• **Exercise**
The output should be identical to the entries that follow.

************

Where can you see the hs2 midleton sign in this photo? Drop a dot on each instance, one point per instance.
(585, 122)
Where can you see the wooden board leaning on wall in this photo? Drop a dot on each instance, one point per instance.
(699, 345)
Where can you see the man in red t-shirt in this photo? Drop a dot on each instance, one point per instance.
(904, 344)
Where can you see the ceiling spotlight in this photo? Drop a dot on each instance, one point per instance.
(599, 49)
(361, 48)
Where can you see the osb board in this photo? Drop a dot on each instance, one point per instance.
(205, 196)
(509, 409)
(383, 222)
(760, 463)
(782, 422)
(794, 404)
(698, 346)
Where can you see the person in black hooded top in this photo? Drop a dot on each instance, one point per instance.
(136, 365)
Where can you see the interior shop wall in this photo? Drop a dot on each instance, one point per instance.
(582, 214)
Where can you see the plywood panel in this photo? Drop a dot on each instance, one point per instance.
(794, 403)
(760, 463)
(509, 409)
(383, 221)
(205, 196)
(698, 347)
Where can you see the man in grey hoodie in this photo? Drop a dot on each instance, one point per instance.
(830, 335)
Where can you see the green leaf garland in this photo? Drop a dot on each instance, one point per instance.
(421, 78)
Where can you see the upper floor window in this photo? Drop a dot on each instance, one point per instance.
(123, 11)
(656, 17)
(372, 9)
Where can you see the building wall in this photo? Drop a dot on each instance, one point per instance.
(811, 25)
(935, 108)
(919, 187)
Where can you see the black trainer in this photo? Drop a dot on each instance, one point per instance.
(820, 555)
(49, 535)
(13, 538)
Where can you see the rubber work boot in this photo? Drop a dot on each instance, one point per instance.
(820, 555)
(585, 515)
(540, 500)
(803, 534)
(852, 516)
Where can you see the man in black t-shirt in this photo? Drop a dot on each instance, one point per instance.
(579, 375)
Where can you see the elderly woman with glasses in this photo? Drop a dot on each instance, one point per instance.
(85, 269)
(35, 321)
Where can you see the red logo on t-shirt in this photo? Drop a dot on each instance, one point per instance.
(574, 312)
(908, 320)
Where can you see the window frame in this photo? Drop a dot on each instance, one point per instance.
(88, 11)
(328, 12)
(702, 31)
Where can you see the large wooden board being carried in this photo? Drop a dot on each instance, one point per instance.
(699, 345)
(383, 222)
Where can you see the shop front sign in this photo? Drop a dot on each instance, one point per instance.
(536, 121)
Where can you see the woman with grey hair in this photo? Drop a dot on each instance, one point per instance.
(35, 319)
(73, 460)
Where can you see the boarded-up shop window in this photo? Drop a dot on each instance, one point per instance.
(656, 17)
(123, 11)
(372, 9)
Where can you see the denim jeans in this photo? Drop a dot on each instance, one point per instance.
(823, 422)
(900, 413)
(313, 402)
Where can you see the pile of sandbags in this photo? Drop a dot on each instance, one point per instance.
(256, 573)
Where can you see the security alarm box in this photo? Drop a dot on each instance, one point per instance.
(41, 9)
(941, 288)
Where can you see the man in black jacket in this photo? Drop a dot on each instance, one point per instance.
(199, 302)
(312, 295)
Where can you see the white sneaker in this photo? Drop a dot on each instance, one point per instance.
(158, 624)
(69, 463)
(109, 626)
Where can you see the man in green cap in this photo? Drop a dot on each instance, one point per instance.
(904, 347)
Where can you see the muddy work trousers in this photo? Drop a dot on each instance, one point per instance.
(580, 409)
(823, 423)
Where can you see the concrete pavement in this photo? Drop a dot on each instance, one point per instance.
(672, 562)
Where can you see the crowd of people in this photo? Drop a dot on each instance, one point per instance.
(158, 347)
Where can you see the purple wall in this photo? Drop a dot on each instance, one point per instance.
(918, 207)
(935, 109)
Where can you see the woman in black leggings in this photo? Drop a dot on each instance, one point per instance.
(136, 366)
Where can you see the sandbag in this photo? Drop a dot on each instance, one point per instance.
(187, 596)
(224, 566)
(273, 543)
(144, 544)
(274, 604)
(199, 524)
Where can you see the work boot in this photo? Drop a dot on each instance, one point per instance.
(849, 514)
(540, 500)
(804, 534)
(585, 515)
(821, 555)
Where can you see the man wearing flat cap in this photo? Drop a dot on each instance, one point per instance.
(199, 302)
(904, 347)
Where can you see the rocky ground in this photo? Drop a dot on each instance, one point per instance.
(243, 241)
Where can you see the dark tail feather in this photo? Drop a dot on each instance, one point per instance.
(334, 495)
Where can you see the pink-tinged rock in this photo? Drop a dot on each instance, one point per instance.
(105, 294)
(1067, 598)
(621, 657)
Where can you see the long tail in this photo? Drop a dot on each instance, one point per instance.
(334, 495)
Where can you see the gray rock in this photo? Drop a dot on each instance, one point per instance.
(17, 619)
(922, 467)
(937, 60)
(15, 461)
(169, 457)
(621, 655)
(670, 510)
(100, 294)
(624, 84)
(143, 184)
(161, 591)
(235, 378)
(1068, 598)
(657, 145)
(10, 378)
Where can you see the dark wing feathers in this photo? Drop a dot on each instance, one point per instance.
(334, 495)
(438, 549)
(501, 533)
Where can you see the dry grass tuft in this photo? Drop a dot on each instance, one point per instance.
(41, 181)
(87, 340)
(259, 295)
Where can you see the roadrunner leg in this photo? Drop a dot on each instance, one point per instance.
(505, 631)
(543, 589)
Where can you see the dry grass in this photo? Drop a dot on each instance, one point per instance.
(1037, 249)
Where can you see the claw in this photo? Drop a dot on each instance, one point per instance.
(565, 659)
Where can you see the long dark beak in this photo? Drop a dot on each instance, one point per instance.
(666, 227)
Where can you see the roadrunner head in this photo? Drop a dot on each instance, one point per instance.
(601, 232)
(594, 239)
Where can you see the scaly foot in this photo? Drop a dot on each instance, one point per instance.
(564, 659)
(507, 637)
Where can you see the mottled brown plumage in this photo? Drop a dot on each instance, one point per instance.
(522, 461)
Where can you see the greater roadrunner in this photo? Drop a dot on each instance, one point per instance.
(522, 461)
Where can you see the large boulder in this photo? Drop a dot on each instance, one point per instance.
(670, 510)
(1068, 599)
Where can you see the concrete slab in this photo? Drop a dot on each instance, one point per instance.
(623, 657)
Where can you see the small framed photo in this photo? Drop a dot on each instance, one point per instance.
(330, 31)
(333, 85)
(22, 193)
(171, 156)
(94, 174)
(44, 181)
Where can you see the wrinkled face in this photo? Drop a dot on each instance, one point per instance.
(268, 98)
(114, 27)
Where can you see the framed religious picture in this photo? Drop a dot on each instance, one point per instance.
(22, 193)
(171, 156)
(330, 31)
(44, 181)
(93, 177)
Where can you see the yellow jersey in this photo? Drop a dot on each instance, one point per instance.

************

• **Response for this exercise**
Where can you see the hs2 midleton sign in this photo? Drop a dot on each instance, one point per instance.
(585, 122)
Where can you see the wooden board leaning on wall in this photo? Drop a dot on each instance, one point per instance.
(699, 345)
Where can you see the man in red t-shirt in this photo? Drop a dot on each instance, one point per instance.
(904, 344)
Where can you see the ceiling spotlight in this photo? Drop a dot on each instance, one point per instance.
(599, 49)
(361, 48)
Where can you see the osb board in this photo? Drop a dot on each instance, one point per instance.
(205, 196)
(509, 409)
(383, 222)
(760, 463)
(782, 422)
(794, 404)
(698, 346)
Where can you see the person in black hooded top in this photo? Drop a dot on each instance, one point per instance.
(136, 365)
Where can you see the interior shop wall in this photo? Drop a dot on each instance, one point per instance.
(582, 214)
Where can you see the plywood panel in this photo? Drop a dot on each instance, one point per instance.
(794, 403)
(760, 463)
(509, 409)
(383, 221)
(205, 196)
(698, 347)
Where can you see the man in grey hoodie in this photo? Drop a dot on each instance, one point per instance.
(830, 335)
Where can you see the green leaf garland in this photo? Drop a dot on each instance, one point per instance.
(421, 78)
Where can you see the upper floor window in this photo? Drop a dot on each instance, one point per instance.
(123, 11)
(656, 17)
(372, 9)
Where can you see the building wall in this photo? Drop a dot on each instance, one point per instance.
(811, 25)
(935, 108)
(919, 187)
Where can you see the black trainer in this photo? Drop a dot on each instance, one point per instance.
(820, 555)
(49, 535)
(13, 538)
Where can you see the rubber work boot in this photo? Drop a dot on each instance, one point per instance.
(820, 555)
(585, 515)
(540, 500)
(803, 534)
(852, 516)
Where can you see the man in black t-shirt in this photo? Drop a dot on each instance, one point per instance.
(579, 375)
Where can you see the elderly woman with glasses in this photo? Drop a dot on each instance, one point per instance.
(85, 269)
(35, 321)
Where can you see the red logo on t-shirt in this photo? Drop a dot on each instance, one point per instance.
(574, 312)
(908, 320)
Where can you see the window frame in this photo? Drop a dot on each instance, one point per instance.
(88, 11)
(328, 12)
(702, 31)
Where can you see the large wooden board being carried in this photo? Drop a dot on each instance, one point per instance.
(699, 345)
(383, 222)
Where can you see the shop front sign in this photo? Drop a dot on each instance, one point per instance.
(536, 121)
Where can you see the woman with grey hair in this photo? Drop a dot on each instance, one point per instance.
(35, 319)
(73, 460)
Where can you see the boarded-up shop window in this photo? Drop a dot on each instance, one point per instance.
(656, 17)
(123, 11)
(372, 9)
Where can you see the denim jeans in this photo? Drop a dot on each instance, one point per instance.
(823, 422)
(900, 413)
(313, 402)
Where can you see the pile of sandbags in this photo? Drop a dot on each instance, one point per instance.
(256, 573)
Where can you see the security alarm box in this photo? Drop a dot on each instance, one point per instance.
(41, 9)
(941, 288)
Where can you see the man in black jacket in this photo? Drop a dot on each instance, one point per instance.
(199, 302)
(312, 295)
Where can you see the white sneaker in this photo? Drop a dot on each instance, one point per instance.
(158, 624)
(69, 463)
(109, 626)
Where can you see the man in green cap in this photo? Drop a dot on each instance, one point per instance.
(904, 347)
Where can you see the muddy work trousers in this photo? Drop a dot on each instance, one point per instance.
(580, 409)
(823, 423)
Where can you see the concrete pavement in this photo? Drop a dot on each instance, one point per instance.
(672, 562)
Where can you see the crowd of people in this photo? Drop a dot on each instance, one point per instance.
(158, 347)
Where can you see the purple wall in this photo? Drop a dot on each instance, one point per instance.
(918, 207)
(935, 109)
Where can you see the woman in black leggings in this photo? Drop a dot on each instance, one point per instance.
(136, 366)
Where can you see the sandbag in this photo? Drop a dot on each instance, one point per instance.
(187, 596)
(224, 566)
(273, 543)
(144, 544)
(274, 604)
(199, 524)
Where can you see the work boot in this photo? Drop a dot on each instance, one point per instance.
(849, 514)
(540, 500)
(804, 534)
(585, 515)
(821, 555)
Where can you see the man wearing flat cap in this photo? Drop a dot on each instance, one point per instance.
(199, 302)
(904, 347)
Where can you see the rocky ground in this photo? Drop a dot on each instance, one point per instance.
(243, 241)
Where can you see the dark tail feather in this photo? Drop a dot on each instance, one point per instance.
(334, 495)
Where can you see the pink-tinged rock in this photo? Drop a dot on each instance, one point per instance.
(105, 294)
(1067, 598)
(621, 657)
Where can you see the long tail in this photo? Drop a dot on each instance, one point per instance.
(334, 495)
Where can you see the gray rock in this photo? Drop a dot on each instance, one point per instance.
(17, 619)
(922, 467)
(937, 60)
(15, 461)
(169, 457)
(621, 655)
(670, 510)
(100, 294)
(624, 84)
(143, 184)
(161, 591)
(235, 378)
(1068, 598)
(657, 145)
(10, 378)
Where can you see the dark wing feathers in this photo? Drop a dot on each instance, one point per instance.
(334, 495)
(438, 549)
(501, 533)
Where can you see the dry grass tuft in this photo? Drop a dot on each instance, one point per instance.
(41, 181)
(87, 340)
(259, 295)
Where can you see the roadrunner leg in this photo? Drop a dot on each instance, one point per instance.
(505, 631)
(543, 589)
Where can you see the dry grass in this photo? Drop a dot on each instance, one point per instance.
(1037, 249)
Where can you see the claw in this photo? Drop a dot on each instance, one point per instance.
(565, 659)
Where can you see the long dark beak in this photo? Drop a dot on each instance, one point per instance.
(666, 227)
Where can you see the roadrunner head in this photo? Drop a dot on each instance, one point per instance.
(601, 232)
(594, 239)
Where can you see the scaly foot in this photo? Drop a dot on each instance, one point per instance.
(564, 659)
(507, 637)
Where can you see the mottled brown plumage in this photo? Drop a dot on each instance, one point per instance.
(522, 461)
Where can you see the greater roadrunner in this photo? Drop a dot on each instance, one point per instance.
(522, 461)
Where can you see the large boulder in this photo? Drop a dot on each instance, one point per instance.
(670, 510)
(1068, 599)
Where can you see the concrete slab in this photo? Drop a dot on each instance, one point per instance.
(623, 657)
Where can you see the small framed photo in this photo? Drop a dot on each instance, one point per instance.
(330, 31)
(333, 85)
(22, 193)
(171, 156)
(94, 174)
(44, 181)
Where can you see the wrinkled face in this photo? Drop a dot on each instance, one point per instance.
(268, 98)
(114, 27)
Where can you see the framed religious picture in this photo? Drop a dot on each instance, one point per instance.
(22, 193)
(171, 156)
(330, 31)
(44, 181)
(93, 177)
Where can you see the yellow jersey in this photo? Drop a dot on each instance, one point per instance.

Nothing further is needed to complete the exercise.